→ Enunciado do problema
No trecho da fonte, o que vende a mulher do proletário e onde ela vende?

→ Trecho da fonte
------------------------

JORGE LEITE DE OLIVEIRA
jojorgeleite@gmail.com
De Brasília-DF
Em visita à TV Globo, entrei pelo buraco da
fechadura da porta, para ver e ouvir, sem ser visto, a reprise de antigo
programa humorístico, dessa emissora, com sátira do Jô à entrevista do antigo
programa governamental para financiamento carioca de casa própria. Então
resolvi parodiá-lo:
– O que deseja? – pergunta o corretor da
agência financiadora.
– Eu quero comprá uma casa na avenida Vieira
Souto – responde o proletário
iludido.
– Ah, o senhor
quer uma casa de frente para a praia e com o metro quadrado mais caro da
América Latina?
– Isso mermo
qui eu queria...
– Sei, mas o senhor tem renda suficiente?
– Dispois
que o sinhô falô, si eu não tivé, minha mulé completa.
– E qual é o trabalho da sua mulher?
– Ela vende picolé na praia, por isso vai sê ótimo
comprá esse imóvel, pois ela vai trabaiá di frente da nossa casa.

------------------------

→ Dados registrados

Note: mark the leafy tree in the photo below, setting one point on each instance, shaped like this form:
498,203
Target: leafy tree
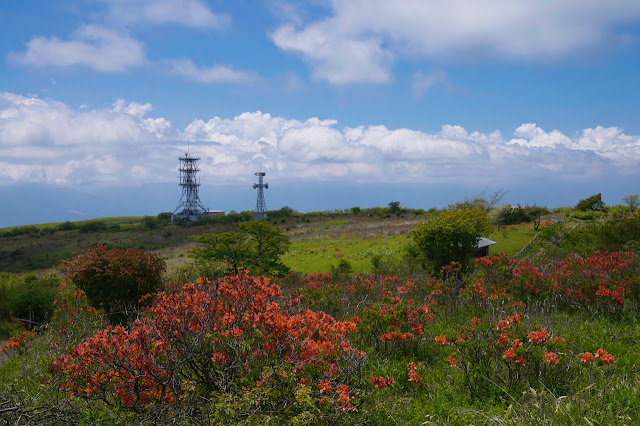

------------------------

→ Resposta ao problema
Ela vende picolé na praia.